***** SUPPLIED MATERIAL

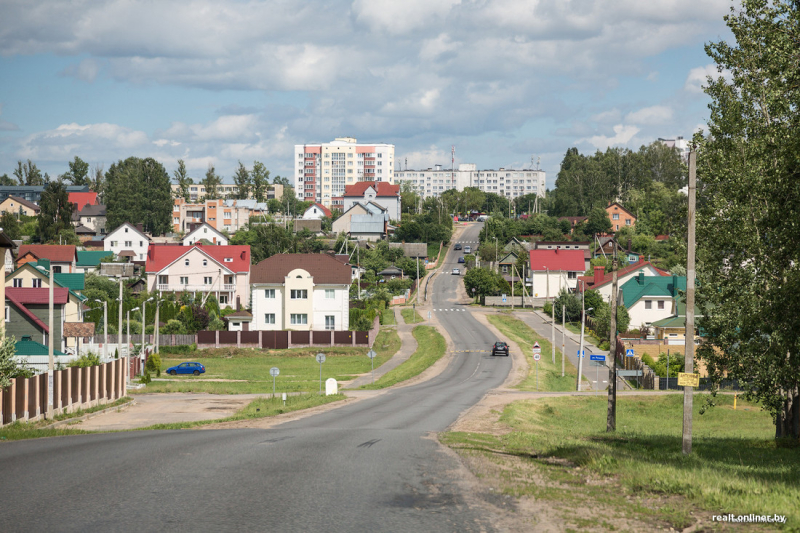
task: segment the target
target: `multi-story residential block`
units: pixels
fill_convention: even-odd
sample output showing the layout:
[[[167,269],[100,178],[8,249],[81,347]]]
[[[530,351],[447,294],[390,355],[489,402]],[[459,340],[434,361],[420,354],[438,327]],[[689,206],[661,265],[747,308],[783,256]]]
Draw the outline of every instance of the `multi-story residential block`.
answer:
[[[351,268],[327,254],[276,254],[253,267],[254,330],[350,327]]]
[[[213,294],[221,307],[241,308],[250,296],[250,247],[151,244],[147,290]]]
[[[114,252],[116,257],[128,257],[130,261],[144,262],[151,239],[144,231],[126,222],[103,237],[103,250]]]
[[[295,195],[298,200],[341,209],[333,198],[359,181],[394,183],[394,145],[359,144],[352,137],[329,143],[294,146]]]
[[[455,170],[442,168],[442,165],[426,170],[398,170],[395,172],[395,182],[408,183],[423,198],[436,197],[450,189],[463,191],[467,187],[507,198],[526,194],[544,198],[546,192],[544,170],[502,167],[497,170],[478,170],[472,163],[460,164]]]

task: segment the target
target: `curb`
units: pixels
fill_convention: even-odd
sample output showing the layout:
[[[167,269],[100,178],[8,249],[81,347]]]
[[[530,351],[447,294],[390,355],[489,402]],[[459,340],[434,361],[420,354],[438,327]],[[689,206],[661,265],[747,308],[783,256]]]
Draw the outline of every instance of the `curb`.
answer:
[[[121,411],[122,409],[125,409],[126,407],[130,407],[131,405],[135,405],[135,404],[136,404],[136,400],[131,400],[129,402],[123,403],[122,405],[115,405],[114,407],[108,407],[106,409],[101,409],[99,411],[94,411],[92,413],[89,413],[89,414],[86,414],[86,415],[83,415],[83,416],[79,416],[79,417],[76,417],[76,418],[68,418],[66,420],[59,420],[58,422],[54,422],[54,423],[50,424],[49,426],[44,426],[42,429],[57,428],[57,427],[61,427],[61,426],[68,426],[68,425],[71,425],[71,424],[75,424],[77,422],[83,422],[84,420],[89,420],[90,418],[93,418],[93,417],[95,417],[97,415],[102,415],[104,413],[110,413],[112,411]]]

**********

#### SHORT EXERCISE
Rewrite all the records, replacing "outline" with "boundary" and keeping every other line unchanged. Omit the pictures.

#### TASK OUTPUT
task: segment the target
target: `multi-story residential block`
units: pixels
fill_convention: even-odd
sample output showing the layout:
[[[167,269],[100,178],[8,249],[81,347]]]
[[[530,351],[447,294],[390,355],[489,402]],[[459,340],[434,361],[420,354],[438,327]],[[689,206],[661,265],[747,308],[783,256]]]
Draw the boundary of every instance of the `multi-story residential block`.
answer:
[[[351,268],[327,254],[276,254],[253,267],[254,330],[350,327]]]
[[[213,294],[221,307],[241,308],[250,296],[250,247],[151,244],[147,290]]]
[[[114,252],[116,257],[128,257],[130,261],[144,262],[151,239],[144,231],[126,222],[103,237],[103,250]]]
[[[295,195],[298,200],[341,209],[333,198],[359,181],[394,183],[394,145],[359,144],[352,137],[329,143],[294,146]]]
[[[455,170],[442,168],[442,165],[426,170],[398,170],[395,172],[395,182],[408,183],[423,198],[436,197],[450,189],[463,191],[467,187],[507,198],[526,194],[544,198],[546,192],[544,170],[502,167],[497,170],[478,170],[472,163],[460,164]]]

task: segment the target
target: `curb`
units: pixels
fill_convention: even-odd
sample output showing the layout:
[[[167,269],[100,178],[8,249],[81,347]]]
[[[530,351],[447,294],[390,355],[489,402]],[[459,340],[434,361],[420,354],[438,327]],[[689,206],[661,265],[747,308],[783,256]]]
Draw the boundary of every instance of the `curb`.
answer:
[[[121,411],[122,409],[125,409],[126,407],[130,407],[131,405],[135,405],[135,404],[136,404],[136,400],[131,400],[129,402],[123,403],[122,405],[115,405],[114,407],[108,407],[106,409],[101,409],[99,411],[94,411],[92,413],[89,413],[89,414],[86,414],[86,415],[83,415],[83,416],[79,416],[79,417],[76,417],[76,418],[68,418],[66,420],[59,420],[58,422],[54,422],[54,423],[50,424],[49,426],[44,426],[42,429],[57,428],[57,427],[61,427],[61,426],[68,426],[68,425],[71,425],[71,424],[75,424],[77,422],[83,422],[84,420],[89,420],[90,418],[93,418],[93,417],[95,417],[97,415],[102,415],[104,413],[110,413],[112,411]]]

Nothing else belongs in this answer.